Given request
Please write out the data from the start up to and including the line with "x=119 y=174", swapping "sweater" for "cardigan" and leaving everything else unchanged.
== Exercise inputs ==
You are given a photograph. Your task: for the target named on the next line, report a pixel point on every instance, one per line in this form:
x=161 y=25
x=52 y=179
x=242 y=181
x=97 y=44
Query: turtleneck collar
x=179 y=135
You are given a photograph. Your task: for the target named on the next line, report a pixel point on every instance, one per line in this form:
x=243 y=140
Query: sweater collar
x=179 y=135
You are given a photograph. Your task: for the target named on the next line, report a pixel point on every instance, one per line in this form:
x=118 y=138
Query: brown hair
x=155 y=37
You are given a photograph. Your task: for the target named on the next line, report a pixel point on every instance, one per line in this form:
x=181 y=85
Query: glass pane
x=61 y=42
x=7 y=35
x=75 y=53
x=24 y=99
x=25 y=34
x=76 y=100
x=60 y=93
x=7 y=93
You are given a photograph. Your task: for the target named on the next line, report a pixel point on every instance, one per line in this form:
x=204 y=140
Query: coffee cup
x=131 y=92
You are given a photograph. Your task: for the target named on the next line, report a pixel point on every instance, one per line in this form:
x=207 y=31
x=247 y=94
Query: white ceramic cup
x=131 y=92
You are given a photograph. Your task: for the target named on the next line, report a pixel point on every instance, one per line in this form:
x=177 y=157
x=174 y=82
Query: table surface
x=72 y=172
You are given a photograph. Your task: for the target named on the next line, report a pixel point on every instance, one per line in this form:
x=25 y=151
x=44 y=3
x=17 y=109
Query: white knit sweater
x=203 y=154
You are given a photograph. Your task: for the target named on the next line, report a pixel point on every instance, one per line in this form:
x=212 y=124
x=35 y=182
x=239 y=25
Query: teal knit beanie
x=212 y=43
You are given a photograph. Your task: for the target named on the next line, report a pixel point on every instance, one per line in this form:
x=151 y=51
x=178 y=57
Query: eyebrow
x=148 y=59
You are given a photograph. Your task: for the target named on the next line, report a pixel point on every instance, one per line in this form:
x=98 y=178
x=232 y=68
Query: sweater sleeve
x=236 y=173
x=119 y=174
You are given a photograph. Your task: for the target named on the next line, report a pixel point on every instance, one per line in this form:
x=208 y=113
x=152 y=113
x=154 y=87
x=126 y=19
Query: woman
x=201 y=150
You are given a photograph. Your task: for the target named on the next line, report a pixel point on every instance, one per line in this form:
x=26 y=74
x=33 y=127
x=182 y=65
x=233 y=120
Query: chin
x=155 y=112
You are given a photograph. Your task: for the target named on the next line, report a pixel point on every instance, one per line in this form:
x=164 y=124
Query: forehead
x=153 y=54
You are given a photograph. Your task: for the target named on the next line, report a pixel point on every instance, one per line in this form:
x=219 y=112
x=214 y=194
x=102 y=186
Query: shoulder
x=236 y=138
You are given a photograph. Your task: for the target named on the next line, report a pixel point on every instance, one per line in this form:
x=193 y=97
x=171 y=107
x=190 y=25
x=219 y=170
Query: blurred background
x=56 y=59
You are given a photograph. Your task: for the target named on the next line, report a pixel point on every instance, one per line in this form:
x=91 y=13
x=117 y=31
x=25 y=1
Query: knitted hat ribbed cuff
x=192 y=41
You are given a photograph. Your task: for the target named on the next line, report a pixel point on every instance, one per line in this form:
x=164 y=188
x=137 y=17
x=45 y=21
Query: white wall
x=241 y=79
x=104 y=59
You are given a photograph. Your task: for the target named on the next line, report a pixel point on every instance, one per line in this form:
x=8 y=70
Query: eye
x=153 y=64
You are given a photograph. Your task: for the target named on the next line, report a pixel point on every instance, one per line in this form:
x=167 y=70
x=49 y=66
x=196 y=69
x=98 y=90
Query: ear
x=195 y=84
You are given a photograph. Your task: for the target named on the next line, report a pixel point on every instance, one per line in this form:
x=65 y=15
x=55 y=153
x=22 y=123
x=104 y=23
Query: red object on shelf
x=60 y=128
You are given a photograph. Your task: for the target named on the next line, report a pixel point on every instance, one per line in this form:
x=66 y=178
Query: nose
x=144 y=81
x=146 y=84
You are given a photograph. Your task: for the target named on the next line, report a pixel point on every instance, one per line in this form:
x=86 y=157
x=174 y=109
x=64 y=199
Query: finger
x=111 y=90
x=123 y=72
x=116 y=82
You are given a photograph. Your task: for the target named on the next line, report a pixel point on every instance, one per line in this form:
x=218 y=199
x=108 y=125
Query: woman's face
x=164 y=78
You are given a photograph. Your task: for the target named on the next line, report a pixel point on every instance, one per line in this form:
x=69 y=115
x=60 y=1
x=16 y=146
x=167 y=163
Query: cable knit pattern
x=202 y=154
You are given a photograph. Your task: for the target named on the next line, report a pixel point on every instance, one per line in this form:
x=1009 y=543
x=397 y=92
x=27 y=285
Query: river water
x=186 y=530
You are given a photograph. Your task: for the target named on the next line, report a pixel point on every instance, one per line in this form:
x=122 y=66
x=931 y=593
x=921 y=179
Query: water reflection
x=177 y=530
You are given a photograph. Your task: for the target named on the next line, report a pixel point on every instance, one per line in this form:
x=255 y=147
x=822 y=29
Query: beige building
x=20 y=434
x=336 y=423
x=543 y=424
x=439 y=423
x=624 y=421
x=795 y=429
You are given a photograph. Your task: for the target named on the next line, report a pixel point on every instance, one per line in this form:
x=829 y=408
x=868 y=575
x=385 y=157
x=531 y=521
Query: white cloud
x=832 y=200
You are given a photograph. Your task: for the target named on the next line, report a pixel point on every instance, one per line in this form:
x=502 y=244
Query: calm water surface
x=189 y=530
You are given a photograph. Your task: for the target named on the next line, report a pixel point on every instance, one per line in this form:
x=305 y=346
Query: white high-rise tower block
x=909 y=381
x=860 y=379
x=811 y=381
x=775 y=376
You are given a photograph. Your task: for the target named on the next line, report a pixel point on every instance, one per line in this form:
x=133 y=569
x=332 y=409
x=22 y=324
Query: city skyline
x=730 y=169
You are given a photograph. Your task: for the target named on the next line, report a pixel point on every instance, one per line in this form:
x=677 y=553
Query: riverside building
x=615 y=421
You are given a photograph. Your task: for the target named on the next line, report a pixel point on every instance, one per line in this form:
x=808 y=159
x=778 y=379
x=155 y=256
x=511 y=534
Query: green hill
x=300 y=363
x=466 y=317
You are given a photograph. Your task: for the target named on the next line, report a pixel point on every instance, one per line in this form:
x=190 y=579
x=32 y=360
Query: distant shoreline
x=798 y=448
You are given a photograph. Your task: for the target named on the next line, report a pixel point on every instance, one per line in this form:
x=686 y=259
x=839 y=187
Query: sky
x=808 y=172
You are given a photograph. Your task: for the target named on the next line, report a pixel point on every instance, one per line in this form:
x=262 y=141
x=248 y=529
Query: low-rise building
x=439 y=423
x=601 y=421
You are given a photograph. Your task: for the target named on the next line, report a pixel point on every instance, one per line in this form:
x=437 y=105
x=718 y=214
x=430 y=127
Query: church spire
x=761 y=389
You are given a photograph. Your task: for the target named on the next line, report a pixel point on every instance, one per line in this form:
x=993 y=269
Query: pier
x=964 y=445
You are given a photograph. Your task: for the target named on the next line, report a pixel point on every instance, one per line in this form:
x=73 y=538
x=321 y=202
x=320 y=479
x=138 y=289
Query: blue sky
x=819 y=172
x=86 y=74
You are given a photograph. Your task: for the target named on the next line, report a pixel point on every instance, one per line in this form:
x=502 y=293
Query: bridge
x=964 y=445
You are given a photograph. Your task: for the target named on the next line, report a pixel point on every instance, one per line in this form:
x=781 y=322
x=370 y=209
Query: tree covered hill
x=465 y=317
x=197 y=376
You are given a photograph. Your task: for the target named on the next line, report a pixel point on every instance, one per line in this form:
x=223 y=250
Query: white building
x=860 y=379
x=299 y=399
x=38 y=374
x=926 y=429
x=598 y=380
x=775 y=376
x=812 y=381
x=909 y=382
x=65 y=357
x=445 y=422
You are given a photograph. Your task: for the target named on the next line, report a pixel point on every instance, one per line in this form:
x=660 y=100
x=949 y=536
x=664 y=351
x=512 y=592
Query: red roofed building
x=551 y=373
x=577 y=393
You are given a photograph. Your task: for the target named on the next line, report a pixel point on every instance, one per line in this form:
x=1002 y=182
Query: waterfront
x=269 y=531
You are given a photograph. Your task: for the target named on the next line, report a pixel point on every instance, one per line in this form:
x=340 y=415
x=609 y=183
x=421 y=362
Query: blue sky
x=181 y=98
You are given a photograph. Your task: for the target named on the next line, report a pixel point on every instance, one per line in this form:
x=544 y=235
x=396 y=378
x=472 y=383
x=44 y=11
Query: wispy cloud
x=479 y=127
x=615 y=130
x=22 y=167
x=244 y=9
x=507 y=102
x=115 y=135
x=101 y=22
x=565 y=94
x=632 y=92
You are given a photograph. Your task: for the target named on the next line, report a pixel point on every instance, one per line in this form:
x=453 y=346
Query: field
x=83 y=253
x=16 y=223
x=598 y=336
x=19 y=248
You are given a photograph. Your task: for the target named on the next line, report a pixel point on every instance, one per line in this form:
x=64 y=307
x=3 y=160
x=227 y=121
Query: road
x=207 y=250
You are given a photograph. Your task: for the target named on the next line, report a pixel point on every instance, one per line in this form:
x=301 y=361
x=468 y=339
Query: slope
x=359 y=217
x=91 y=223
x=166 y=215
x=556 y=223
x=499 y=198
===
Task result
You are given a photograph. Your task: for the target named on the next line, report a pixel point on every instance, one per line in this form:
x=161 y=25
x=52 y=179
x=242 y=181
x=97 y=44
Query: turtleneck collar
x=179 y=135
You are given a photograph. Your task: for the target named on the next line, report a pixel point on every instance, one per line in this form:
x=243 y=140
Query: cardigan collar
x=179 y=135
You are given a photograph. Your task: for the target named on the next line, report a pixel point on every instance, one per line in this form:
x=118 y=138
Query: brown hair
x=155 y=37
You are given a photograph. Your task: for the target named on the next line, report a pixel point on every instance, one per line in this form:
x=181 y=85
Query: glass pane
x=61 y=42
x=7 y=35
x=75 y=53
x=24 y=99
x=25 y=34
x=76 y=100
x=60 y=93
x=7 y=93
You are given a photograph. Your task: for the target named on the next line, report a pixel point on every instance, one per line in this form:
x=204 y=140
Query: coffee cup
x=131 y=92
You are given a photograph. Your task: for the target named on the next line, report a pixel point on every instance, one per line in this form:
x=207 y=31
x=247 y=94
Query: white ceramic cup
x=131 y=92
You are given a photograph. Your task: for the target named on the next line, report a pixel point on every instance, one per line in this form:
x=177 y=157
x=174 y=82
Query: table surface
x=72 y=172
You are given a photograph. Your task: for the target named on the next line, report a pixel point on every instance, one per line in this form:
x=25 y=151
x=44 y=3
x=17 y=109
Query: white knit cardigan
x=203 y=154
You are given a photograph. Your task: for the target named on the next line, report a pixel point on every instance, one per line in this form:
x=212 y=124
x=35 y=182
x=239 y=25
Query: teal knit beanie
x=212 y=43
You are given a photograph. Your task: for the target named on the next line, report a pixel point on every instance, one per line in this form:
x=151 y=51
x=178 y=57
Query: eyebrow
x=148 y=59
You are given a photograph. Your task: for the target named on the next line, report a pixel point on every instance, one per line in this form:
x=98 y=178
x=232 y=68
Query: cardigan sleeve
x=236 y=173
x=119 y=174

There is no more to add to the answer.